In the records from the line with "Target: microphone" to the line with "(1009, 710)", change "black backdrop" to "dark curtain" and write those lines out again, leaving everything else unchanged.

>> Start Exercise materials

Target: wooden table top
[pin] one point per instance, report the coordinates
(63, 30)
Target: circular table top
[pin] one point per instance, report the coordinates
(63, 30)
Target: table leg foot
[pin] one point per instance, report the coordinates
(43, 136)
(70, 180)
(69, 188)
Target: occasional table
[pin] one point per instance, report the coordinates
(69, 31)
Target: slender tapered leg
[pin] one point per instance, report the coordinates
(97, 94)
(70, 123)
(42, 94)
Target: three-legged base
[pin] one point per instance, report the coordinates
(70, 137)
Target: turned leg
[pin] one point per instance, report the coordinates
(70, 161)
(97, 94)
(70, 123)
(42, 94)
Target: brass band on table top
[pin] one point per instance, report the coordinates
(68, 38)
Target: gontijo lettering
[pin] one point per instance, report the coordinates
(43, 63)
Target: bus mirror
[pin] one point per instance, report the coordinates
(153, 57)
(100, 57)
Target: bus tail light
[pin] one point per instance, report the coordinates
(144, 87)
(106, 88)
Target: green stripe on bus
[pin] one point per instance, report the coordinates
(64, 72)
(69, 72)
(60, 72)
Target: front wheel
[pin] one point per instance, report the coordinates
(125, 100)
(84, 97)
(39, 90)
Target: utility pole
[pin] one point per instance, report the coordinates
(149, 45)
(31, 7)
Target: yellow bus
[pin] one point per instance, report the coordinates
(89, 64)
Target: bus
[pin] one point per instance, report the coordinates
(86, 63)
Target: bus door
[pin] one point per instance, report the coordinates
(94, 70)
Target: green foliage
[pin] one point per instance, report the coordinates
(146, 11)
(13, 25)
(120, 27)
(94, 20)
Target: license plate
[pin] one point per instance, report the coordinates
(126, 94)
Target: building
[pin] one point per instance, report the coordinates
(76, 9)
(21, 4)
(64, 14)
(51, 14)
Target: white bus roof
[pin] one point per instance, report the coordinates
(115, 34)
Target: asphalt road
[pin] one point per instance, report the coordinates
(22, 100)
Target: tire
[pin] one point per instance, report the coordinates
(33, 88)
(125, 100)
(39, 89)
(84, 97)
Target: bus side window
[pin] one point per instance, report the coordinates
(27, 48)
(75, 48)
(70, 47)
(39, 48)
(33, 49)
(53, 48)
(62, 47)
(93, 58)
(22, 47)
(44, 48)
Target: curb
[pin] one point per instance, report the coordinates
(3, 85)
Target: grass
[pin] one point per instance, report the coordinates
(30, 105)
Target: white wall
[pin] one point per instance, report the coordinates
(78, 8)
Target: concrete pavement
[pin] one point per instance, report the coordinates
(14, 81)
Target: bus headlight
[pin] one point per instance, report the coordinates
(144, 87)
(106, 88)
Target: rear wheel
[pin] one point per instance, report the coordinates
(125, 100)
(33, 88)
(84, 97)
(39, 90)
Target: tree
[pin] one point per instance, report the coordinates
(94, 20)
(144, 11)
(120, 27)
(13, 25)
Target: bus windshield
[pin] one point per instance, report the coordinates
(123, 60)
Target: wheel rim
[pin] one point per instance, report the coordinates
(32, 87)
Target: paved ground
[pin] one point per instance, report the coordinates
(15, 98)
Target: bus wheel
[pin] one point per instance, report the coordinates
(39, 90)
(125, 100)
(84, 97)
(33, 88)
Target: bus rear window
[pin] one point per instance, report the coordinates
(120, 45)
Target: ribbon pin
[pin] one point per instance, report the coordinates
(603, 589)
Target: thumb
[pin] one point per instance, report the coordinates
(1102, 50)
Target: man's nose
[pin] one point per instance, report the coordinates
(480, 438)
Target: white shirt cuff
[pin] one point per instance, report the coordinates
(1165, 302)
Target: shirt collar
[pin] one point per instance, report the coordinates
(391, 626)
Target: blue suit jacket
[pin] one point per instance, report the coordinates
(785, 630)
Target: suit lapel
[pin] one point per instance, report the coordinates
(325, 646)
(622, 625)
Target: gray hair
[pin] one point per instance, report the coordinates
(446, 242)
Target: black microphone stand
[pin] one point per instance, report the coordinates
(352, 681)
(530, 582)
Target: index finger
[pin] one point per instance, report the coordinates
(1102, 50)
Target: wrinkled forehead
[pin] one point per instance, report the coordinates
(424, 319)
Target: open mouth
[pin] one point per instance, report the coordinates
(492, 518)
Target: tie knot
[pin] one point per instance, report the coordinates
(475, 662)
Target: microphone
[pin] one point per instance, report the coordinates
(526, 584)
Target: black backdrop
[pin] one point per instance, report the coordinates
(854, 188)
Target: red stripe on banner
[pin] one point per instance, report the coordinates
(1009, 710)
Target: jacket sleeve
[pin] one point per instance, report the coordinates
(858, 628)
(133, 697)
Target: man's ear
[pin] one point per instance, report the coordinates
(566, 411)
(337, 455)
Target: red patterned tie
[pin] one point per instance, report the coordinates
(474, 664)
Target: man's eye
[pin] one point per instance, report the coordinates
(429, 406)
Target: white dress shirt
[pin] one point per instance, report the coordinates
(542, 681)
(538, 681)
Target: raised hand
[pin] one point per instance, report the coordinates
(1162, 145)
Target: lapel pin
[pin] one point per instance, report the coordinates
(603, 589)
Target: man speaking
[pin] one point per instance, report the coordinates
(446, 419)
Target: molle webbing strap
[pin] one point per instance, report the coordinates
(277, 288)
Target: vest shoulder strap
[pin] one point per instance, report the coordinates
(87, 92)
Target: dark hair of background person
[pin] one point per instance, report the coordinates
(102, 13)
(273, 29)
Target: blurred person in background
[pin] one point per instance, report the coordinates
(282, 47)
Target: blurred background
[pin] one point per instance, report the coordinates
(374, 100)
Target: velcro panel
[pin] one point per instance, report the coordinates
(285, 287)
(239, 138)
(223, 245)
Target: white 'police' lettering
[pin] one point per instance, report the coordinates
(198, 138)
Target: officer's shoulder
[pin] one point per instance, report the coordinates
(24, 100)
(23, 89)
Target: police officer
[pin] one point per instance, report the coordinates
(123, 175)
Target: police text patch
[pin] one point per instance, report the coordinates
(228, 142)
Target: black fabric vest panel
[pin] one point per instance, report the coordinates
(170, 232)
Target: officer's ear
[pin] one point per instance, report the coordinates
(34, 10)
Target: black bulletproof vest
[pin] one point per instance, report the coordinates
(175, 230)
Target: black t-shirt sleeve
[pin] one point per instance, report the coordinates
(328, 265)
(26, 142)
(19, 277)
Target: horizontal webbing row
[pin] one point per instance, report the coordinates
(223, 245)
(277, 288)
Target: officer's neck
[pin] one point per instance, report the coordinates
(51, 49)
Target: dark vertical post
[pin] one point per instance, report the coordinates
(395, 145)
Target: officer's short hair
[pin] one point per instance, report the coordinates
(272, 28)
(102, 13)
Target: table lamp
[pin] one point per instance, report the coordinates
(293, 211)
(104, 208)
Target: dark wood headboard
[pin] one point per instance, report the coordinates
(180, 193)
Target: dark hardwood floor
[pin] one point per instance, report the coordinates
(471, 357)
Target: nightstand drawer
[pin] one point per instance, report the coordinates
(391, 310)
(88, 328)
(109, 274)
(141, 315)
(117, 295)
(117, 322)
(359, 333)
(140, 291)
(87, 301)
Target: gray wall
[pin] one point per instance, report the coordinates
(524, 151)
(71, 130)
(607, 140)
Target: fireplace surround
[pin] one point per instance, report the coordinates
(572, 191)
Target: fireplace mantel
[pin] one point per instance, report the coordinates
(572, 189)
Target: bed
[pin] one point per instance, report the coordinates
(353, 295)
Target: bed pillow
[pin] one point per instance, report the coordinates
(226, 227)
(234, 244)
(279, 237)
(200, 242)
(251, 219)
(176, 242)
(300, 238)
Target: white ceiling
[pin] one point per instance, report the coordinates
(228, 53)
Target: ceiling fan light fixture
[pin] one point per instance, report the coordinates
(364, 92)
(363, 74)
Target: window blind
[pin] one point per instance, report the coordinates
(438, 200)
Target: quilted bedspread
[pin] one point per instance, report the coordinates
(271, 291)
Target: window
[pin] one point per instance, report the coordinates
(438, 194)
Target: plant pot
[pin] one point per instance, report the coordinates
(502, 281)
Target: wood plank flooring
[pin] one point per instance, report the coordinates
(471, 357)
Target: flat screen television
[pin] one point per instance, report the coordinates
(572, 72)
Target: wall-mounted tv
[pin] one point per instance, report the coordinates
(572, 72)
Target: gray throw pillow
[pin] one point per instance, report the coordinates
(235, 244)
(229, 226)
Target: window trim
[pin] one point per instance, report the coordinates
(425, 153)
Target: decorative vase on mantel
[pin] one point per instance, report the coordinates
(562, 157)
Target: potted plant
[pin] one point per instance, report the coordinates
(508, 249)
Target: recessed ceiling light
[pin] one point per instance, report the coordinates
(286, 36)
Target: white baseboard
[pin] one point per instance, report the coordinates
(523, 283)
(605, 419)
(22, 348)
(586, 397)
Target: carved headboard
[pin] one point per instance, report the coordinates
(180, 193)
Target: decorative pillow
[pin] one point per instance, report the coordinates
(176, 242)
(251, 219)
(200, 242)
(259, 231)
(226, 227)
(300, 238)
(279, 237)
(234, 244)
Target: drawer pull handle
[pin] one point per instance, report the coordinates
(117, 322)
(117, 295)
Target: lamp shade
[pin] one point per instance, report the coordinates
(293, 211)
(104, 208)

>> End Exercise materials

*Exercise response*.
Target: microphone
[pin] one point per instance, report the coordinates
(526, 584)
Target: dark curtain
[pin] one point per instance, report the coordinates
(854, 188)
Target: red stripe on banner
[pin] one point per instance, report the coordinates
(1009, 710)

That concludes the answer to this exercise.